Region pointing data

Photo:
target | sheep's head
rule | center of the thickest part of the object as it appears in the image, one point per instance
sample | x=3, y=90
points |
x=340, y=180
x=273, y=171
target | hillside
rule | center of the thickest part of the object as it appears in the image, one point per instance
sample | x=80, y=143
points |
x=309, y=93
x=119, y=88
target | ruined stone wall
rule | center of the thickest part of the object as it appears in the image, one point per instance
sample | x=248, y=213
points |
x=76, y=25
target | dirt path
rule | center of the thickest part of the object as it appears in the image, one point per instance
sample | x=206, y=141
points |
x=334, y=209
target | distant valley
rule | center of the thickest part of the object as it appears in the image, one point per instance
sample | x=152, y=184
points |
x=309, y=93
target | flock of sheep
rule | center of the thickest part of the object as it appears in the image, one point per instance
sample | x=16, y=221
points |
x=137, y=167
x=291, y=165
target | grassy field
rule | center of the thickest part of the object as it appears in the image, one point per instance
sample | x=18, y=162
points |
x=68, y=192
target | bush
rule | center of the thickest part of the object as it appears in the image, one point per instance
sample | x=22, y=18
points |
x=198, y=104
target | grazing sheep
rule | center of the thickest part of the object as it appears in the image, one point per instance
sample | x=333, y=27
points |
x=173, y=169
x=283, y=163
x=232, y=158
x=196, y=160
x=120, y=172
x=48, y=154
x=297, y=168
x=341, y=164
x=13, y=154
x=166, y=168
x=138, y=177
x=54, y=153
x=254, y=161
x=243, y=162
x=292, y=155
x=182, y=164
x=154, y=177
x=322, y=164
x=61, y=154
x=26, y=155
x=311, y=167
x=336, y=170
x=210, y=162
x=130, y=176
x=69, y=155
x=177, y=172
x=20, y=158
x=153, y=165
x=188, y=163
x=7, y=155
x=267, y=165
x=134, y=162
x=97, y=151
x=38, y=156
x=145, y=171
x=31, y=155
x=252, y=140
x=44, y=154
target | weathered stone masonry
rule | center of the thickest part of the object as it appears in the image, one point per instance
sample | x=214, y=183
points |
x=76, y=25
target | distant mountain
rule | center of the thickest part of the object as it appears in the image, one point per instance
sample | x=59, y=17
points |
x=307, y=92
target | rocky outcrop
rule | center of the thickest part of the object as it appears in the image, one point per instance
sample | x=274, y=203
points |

■ **Task item**
Exactly the lines from the start of the entries through the one bearing "target | dirt path" are to be output, with both ends included.

■ **Response area**
Photo:
target | sheep's head
rule | center of the thickest part of the object as it appears in the image, one point per instance
sample | x=3, y=90
points |
x=340, y=180
x=273, y=171
target | hillside
rule | center of the thickest part of the object as it appears in the image, one point per instance
sample | x=80, y=143
points |
x=309, y=93
x=119, y=88
target | ruined stone wall
rule | center of the thickest part of the object as it appears in the image, one point per instance
sample | x=248, y=213
points |
x=76, y=25
target | dirt path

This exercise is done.